> _PROBLEM_
Below you will find a set of lines. Repeat them all exactly.

> _DATA EXTRACT_
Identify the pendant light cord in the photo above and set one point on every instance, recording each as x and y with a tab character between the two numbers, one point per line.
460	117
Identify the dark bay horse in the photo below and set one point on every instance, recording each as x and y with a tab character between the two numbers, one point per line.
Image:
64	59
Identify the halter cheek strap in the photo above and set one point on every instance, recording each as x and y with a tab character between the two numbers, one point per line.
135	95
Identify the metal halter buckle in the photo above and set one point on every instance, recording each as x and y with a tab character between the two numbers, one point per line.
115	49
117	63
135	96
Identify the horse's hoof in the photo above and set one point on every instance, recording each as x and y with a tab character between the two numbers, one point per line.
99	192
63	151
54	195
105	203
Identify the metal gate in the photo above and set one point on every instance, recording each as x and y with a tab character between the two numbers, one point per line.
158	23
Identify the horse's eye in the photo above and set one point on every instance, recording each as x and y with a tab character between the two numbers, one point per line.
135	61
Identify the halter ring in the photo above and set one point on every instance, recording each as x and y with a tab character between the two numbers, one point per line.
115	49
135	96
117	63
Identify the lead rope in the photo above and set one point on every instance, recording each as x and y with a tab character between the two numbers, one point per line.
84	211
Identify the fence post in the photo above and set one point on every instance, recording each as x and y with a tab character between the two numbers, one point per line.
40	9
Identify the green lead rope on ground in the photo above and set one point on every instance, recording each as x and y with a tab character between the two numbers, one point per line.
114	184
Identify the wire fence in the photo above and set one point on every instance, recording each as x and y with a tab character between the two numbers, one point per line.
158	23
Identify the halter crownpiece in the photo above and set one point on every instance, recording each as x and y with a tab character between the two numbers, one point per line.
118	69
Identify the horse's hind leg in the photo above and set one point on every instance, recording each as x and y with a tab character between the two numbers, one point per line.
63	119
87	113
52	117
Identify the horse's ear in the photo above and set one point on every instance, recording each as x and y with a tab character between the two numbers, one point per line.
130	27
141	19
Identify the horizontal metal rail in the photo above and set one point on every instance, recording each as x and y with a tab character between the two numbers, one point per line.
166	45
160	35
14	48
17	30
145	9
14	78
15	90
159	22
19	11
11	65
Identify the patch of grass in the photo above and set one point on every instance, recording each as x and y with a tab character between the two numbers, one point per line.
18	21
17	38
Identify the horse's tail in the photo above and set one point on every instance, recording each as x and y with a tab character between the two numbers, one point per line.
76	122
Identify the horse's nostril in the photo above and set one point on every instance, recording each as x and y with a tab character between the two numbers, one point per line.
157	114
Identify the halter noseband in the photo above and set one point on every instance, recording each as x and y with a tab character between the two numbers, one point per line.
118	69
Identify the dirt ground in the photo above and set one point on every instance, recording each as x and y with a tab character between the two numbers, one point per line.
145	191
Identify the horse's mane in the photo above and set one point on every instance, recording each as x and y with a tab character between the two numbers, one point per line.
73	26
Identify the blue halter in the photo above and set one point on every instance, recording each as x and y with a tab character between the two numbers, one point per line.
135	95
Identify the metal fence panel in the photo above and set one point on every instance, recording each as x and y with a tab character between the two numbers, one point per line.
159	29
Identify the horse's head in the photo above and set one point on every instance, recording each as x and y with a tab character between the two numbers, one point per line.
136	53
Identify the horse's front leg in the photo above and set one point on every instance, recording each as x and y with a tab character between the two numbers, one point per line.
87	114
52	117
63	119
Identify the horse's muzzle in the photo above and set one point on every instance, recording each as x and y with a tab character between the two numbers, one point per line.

> _EXPECTED ANSWER_
Identify the pendant light cord in the photo above and set one point on every instance, recording each as x and y with a tab character between the two numbers, one point per line.
460	117
Identify the dark bay horse in the photo below and set one point on every instance, recording each as x and y with a tab character between the two numbers, one point per line.
Image:
64	59
Identify the halter cheek strap in the photo above and set one point on every instance, recording each as x and y with a tab character between the two numbers, one point per line.
135	95
Identify the metal halter buckle in the photo above and set one point on every instance, recording each as x and y with a tab character between the two numbers, one point per line.
115	49
117	63
135	96
Identify the horse's hoof in the photo above and set one point on every instance, recording each as x and y with a tab character between the two numbers, one point per line.
99	192
63	151
54	195
105	203
Identify the metal gate in the photo above and set one point on every instance, recording each as x and y with a tab character between the two numbers, one point per line.
158	23
Identify the horse's eye in the photo above and set one point on every instance, recording each as x and y with a tab character between the two numbers, one point per line.
135	61
Identify the halter ring in the photo above and set one point on every instance, recording each as x and y with a tab character between the two numbers, one point per line.
115	49
135	96
117	63
Identify the lead rope in the photo above and set one point on every instance, recording each as x and y with a tab character between the two numbers, one point per line.
84	211
Identify the fence post in the photo above and set one point on every instance, recording each as x and y with a tab character between the two numbers, one point per line.
40	9
Identify the green lead rope on ground in the photo above and set one point on every instance, recording each as x and y with a tab character between the two numbers, one point per line.
114	184
Identify the wire fence in the photo above and set one point on every instance, recording each as x and y with a tab character between the two numbers, one point per line.
158	23
Identify the halter crownpiece in the photo above and set one point on every instance, recording each as x and y with a tab character between the two numbers, one point per line.
118	69
Identify the horse's hind leg in the photo above and set one point on every instance, recording each as x and y with a tab character between the two numbers, one point per line.
63	119
87	113
52	117
Identify the horse's ear in the photo above and set one point on every instance, recording each as x and y with a tab character between the two numbers, one point per line.
130	27
141	19
Identify the horizontal metal rail in the photo above and set one point on every instance, recording each as x and y with a tab character between the two numbers, one point per line.
166	45
160	35
14	48
17	30
145	9
14	78
15	90
159	22
19	11
11	65
Identify the patch of grass in the photo above and set one point on every instance, recording each as x and y with a tab character between the two numbers, one point per line.
18	21
17	38
Identify the horse's tail in the photo above and set one point on every instance, recording each as x and y with a tab character between the two numbers, one point per line.
76	122
Identify the horse's nostril in the photo above and set one point on every instance, recording each as x and y with a tab character between the two numbers, one point per line.
157	114
Identify the halter noseband in the photo above and set one point on every instance, recording each as x and y with a tab character between the two numbers, one point per line.
118	69
Identify the dirt ground in the photo above and set one point on every instance, recording each as x and y with a tab character between the two numbers, one point per line.
145	191
Identify the horse's mane in the photo above and set one point on every instance, recording each as x and y with a tab character between the two numbers, one point per line.
73	26
Identify the blue halter in the photo above and set one point on every instance, recording each as x and y with a tab character between the two numbers, one point per line.
135	95
Identify the metal fence panel in the photo above and set one point on every instance, recording each as x and y with a tab character between the two numbers, one point per line.
159	29
Identify the horse's head in the photo above and set one point on every instance, recording each as x and y with a tab character between the two numbers, one point per line.
136	53
Identify the horse's front leg in the photo above and set one point on every instance, recording each as x and y with a tab character between the two numbers, one point per line.
87	114
52	117
63	119
Identify the horse's muzzle in the photo above and set one point on every instance, recording each as x and y with a tab character between the two numbers, one point per line.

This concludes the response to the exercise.